**Your goal:** Pull out each line in the rows below that contains the string "apartment". Treat uppercase and lowercase as different.
--- Start of Input ---
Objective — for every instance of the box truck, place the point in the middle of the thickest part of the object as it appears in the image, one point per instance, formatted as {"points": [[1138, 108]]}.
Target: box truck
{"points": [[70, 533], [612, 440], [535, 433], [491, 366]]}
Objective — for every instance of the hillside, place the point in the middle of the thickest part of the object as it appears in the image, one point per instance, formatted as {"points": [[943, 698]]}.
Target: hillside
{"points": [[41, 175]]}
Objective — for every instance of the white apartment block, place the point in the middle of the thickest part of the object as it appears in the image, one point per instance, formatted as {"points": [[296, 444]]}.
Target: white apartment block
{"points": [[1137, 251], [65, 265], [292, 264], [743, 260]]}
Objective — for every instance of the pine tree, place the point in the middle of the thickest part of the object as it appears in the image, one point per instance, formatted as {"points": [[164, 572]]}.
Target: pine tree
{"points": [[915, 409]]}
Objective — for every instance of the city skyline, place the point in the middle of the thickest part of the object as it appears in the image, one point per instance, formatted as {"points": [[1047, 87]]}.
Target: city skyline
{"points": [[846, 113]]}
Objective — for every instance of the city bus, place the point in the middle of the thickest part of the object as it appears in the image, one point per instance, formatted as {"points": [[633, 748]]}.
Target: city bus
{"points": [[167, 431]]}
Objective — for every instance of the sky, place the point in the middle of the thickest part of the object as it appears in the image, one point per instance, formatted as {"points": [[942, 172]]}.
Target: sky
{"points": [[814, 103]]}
--- End of Input ---
--- Start of Input ---
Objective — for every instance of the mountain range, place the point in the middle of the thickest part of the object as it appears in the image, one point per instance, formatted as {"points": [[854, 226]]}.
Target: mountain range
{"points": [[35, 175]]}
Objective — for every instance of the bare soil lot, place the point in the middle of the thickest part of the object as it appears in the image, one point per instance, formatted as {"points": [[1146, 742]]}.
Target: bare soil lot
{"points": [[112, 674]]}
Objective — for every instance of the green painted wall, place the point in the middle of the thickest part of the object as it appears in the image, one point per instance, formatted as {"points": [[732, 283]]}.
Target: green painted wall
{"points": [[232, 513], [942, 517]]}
--- End of Input ---
**Full response:**
Objective — for every instance of the white apartment block, place the point in the middle of the thickest part of the object as it appears in the image, one point per instance, formatted as {"points": [[296, 444]]}.
Target: white apartment block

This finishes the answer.